● **TEXT SECTION**
***

On Nov 3, BNM increased the OPR by another 25 basis points (bps) to 2.75% at its final monetary policy meeting for the year. All four increases have been by 25bps.


Last week, BNM governor Nor Shamsiah Yunus said Malaysia’s headline inflation likely peaked for the year at 4.5% during Q3.


The anticipated easing of inflationary pressures going forward stems from a moderation in global commodity prices and easing supply chain disruptions, BNM said.


Malaysia’s situation appears to mirror that of the US, where inflation also seems to have peaked. Its October consumer price index (CPI) report showed prices rose 7.7% year-on-year, well below the peak in June of 9.1%.


This raised hope the US Federal Reserve (Fed) will become less aggressive on interest rate hikes. Investors anticipate moderating inflation may prompt the Fed to ease or potentially even reverse its steep 0.75% rate hikes.


In other words, a “pivot” from tight monetary policy to a loose monetary policy may well be on the cards.


Given the Fed may potentially pivot in coming months, will BNM see the easing of inflation as an opportunity to do likewise?


When announcing the Q3 gross domestic product growth figure last week, Nor Shamsiah gave little hint on the direction of interest rates moving forward.


“In formulating monetary policy decisions, the monetary policy committee (MPC) is not on any pre-set course. This means that the MPC will continue to assess evolving conditions and their implications on the overall outlook to domestic inflation and growth.


“Any future OPR adjustments will continue to be done in a measured and gradual manner to support sustainable economic growth in an environment of price stability,” she said.


At the current OPR leveI, monetary policy continues to be “accommodative and supportive of economic growth”, Nor Shamsiah added.


Standard Chartered’s global research team said Malaysia’s strong economic growth supports its call for BNM to extend its rate-hiking cycle. “We expect BNM to hike again in January, increasing the policy rate to 3%. This will reverse the previous Covid-induced rate cuts.


“Thereafter, we expect a pause in March, before a final 25bps hike in May premised on a potential subsidy change in H2 2023 and if domestic demand remains firm,” it said in a recent report.


Malaysian Institute of Economic Research (MIER) senior research fellow Shankaran Nambiar noted that inflation in the US could have reached its peak. “At least it is not increasing at the pace at which it used to. This is likely to prompt BNM to relax its OPR policy,” he told FMT Business.

***

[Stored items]
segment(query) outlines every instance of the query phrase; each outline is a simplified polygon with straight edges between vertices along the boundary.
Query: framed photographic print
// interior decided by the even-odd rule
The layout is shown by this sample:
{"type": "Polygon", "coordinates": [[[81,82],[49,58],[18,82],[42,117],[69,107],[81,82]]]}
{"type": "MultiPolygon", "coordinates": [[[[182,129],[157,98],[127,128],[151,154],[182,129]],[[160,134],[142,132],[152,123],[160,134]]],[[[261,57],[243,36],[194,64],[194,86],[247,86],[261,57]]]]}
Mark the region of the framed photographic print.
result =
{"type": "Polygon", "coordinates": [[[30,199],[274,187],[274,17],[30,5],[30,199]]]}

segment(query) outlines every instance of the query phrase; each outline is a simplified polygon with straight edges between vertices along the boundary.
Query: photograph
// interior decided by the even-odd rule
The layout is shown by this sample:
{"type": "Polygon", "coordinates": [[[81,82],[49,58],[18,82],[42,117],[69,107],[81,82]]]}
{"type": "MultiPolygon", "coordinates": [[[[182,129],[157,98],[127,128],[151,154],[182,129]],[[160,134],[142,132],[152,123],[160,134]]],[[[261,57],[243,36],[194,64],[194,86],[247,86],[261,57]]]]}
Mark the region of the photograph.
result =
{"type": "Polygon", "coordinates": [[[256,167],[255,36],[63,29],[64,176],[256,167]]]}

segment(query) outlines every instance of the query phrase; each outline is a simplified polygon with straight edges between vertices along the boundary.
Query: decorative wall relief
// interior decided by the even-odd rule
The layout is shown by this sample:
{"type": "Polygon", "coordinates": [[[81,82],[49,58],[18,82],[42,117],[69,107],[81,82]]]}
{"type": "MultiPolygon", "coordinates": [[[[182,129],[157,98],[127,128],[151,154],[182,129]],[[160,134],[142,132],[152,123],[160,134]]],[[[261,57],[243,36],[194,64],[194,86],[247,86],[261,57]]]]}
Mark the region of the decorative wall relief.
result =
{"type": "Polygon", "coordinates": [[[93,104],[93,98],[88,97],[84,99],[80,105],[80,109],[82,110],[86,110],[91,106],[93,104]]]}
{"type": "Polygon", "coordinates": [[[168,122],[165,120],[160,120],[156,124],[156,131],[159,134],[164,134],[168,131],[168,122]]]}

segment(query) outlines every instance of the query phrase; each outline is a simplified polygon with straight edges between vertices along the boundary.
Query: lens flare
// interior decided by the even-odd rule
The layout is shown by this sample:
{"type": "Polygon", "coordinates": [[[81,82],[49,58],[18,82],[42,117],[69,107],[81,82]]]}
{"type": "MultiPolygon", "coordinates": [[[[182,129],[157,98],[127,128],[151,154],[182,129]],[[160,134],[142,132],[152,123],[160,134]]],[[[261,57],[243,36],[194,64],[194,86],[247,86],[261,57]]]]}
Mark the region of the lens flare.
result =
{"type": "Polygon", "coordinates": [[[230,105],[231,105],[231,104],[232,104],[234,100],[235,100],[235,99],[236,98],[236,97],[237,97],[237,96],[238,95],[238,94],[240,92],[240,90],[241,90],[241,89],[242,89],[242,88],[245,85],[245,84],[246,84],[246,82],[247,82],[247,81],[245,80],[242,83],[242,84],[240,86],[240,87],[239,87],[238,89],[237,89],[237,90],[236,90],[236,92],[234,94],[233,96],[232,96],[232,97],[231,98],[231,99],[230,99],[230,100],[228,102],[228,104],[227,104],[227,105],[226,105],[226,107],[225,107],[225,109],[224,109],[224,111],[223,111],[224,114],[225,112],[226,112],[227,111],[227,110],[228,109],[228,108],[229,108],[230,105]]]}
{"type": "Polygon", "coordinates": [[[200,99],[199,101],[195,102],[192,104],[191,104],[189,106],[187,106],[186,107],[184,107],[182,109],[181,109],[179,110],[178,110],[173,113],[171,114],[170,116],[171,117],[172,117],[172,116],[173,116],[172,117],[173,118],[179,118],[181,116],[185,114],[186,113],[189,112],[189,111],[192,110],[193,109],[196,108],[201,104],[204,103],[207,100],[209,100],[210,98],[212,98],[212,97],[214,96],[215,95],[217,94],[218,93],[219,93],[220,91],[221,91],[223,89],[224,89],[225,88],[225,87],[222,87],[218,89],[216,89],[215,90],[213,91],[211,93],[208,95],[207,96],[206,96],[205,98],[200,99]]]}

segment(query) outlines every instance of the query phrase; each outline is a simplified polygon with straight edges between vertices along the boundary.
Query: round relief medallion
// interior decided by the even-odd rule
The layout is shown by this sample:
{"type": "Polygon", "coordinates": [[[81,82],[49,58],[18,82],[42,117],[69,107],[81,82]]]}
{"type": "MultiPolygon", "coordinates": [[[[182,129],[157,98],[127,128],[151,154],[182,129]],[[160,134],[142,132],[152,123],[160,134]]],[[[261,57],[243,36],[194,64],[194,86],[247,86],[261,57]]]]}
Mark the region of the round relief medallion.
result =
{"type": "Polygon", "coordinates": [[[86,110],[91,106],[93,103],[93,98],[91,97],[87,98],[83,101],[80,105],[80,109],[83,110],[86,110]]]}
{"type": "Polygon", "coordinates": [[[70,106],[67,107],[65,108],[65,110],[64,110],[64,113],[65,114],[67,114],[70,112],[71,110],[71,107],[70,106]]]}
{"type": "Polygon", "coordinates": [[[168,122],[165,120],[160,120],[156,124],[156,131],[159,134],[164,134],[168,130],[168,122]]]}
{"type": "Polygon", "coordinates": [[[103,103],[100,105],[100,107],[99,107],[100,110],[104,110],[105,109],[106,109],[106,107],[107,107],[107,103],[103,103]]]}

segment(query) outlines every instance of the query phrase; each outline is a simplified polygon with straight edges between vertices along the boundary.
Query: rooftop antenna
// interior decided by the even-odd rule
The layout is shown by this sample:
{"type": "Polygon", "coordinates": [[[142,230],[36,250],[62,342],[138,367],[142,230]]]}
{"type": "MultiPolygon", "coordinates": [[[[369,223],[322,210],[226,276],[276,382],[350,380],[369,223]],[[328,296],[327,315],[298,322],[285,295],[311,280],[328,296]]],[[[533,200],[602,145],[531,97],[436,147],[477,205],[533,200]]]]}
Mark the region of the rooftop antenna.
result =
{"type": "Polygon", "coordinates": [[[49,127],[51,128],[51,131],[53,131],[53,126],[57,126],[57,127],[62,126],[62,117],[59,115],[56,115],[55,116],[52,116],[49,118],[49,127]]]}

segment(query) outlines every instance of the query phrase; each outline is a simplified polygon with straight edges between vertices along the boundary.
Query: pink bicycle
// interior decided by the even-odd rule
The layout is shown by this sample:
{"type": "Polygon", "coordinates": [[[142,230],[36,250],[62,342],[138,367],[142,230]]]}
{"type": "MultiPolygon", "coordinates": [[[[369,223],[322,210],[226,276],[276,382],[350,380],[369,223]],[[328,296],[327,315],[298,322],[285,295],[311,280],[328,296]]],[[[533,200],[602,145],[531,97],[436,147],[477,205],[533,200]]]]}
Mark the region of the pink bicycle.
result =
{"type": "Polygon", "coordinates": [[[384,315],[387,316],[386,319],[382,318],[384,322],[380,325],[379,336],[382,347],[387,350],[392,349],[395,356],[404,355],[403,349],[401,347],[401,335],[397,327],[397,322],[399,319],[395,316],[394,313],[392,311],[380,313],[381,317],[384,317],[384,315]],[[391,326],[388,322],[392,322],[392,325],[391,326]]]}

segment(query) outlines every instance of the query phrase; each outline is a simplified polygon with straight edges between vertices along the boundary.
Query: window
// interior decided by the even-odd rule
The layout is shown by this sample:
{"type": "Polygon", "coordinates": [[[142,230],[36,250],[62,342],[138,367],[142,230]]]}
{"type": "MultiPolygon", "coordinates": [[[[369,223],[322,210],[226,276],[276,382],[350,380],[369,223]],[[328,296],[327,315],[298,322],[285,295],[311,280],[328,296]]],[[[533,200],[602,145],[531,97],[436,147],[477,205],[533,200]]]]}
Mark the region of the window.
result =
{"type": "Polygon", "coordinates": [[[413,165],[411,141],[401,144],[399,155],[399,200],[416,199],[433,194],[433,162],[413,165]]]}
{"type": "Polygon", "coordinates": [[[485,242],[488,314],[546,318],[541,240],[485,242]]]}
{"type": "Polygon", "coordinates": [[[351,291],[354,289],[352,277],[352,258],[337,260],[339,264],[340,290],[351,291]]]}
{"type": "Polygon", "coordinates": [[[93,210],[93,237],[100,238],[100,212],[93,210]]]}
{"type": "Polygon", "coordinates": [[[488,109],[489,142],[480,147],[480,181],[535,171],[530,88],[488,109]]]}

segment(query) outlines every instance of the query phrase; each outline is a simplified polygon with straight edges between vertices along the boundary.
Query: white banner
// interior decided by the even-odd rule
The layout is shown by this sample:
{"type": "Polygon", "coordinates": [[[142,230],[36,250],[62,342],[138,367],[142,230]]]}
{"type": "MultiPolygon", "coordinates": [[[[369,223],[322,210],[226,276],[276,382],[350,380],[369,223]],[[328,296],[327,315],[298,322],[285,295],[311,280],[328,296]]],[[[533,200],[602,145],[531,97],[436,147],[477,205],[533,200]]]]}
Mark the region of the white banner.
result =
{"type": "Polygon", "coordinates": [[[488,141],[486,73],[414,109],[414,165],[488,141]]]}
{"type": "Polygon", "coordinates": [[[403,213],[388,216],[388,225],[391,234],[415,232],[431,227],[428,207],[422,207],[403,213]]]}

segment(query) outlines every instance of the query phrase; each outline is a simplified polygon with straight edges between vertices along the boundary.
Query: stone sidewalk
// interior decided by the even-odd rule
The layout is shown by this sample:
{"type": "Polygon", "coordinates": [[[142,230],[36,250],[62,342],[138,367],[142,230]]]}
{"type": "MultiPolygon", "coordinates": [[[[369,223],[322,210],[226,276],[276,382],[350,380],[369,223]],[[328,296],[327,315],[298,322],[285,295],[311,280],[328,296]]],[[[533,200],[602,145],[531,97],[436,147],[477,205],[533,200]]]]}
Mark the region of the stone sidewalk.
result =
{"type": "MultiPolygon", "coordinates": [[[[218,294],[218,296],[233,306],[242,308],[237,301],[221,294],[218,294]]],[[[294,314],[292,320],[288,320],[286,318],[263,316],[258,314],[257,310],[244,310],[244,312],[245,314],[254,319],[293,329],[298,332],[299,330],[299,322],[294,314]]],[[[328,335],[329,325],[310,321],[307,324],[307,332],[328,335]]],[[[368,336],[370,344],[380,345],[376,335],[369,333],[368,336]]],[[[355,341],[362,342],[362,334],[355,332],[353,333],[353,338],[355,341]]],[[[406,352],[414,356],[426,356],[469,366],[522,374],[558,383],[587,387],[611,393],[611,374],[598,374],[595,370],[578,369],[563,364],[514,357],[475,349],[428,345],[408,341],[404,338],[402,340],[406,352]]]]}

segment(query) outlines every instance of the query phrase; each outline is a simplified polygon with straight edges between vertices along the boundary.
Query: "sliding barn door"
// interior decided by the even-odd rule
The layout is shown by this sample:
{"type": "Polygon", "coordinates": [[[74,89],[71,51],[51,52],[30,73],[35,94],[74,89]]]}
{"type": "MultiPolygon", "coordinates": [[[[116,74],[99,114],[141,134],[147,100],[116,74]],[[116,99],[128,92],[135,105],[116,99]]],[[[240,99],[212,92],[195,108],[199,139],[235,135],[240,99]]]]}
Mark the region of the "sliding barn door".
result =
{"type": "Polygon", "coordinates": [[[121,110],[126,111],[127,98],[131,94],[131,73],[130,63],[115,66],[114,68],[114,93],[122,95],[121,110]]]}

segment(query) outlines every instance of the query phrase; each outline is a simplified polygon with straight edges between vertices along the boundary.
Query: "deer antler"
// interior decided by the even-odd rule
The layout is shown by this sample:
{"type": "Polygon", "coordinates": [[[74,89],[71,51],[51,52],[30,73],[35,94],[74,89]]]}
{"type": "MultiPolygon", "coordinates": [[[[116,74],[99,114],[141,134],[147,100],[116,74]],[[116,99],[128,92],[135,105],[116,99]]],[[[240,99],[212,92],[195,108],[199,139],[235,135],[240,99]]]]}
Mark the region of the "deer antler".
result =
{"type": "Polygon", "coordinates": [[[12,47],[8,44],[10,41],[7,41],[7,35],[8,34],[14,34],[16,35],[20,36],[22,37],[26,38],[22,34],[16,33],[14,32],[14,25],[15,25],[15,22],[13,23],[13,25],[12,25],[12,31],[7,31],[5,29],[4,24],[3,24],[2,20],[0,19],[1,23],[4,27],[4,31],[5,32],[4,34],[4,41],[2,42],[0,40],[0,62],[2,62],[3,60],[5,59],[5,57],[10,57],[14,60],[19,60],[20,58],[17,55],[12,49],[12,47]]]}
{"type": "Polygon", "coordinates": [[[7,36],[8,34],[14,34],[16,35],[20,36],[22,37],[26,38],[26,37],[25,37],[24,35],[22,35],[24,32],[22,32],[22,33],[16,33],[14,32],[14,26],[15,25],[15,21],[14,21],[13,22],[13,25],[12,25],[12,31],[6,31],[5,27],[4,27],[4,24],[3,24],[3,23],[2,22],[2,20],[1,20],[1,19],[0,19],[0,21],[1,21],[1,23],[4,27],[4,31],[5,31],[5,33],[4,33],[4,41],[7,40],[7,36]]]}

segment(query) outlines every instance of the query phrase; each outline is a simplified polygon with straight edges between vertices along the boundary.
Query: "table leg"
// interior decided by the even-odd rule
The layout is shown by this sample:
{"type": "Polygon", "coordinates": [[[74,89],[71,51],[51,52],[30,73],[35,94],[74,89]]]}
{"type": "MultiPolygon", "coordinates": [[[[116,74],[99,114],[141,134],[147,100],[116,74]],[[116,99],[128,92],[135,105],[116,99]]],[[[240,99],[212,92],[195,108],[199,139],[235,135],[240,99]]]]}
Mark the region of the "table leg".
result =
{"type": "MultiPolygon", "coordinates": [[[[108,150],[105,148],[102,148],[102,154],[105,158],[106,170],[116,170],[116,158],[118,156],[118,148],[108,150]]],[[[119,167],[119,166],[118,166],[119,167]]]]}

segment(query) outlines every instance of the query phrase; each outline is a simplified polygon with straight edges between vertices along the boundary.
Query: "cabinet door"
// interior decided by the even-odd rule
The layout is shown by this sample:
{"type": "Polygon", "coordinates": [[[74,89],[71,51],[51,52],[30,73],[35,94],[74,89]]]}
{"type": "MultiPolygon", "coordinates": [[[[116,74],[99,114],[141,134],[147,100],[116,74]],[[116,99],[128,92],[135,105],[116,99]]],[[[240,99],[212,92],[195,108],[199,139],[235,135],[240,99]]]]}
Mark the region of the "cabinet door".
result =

***

● **ACTIVITY A**
According to the article on Malaysia's interest rates, why does BNM expect inflationary pressures to ease going forward? Answer in one to three sentences.
● **ACTIVITY B**
Answer these questions from the article on Malaysia's interest rates.
(i) What level did the OPR reach after the Nov 3 increase?
(ii) By how much did US prices rise year-on-year in the October CPI report?
(iii) What policy rate does Standard Chartered expect after a January hike?
● **ACTIVITY C**
List every figure in the article on Malaysia's interest rates that is written with a percent sign.

● **TASK RESPONSE A**
BNM attributes the expected easing to a moderation in global commodity prices and easing supply chain disruptions.

● **TASK RESPONSE B**
(i) 2.75%
(ii) 7.7%
(iii) 3%

● **TASK RESPONSE C**
2.75%, 4.5%, 7.7%, 9.1%, 0.75%, 3%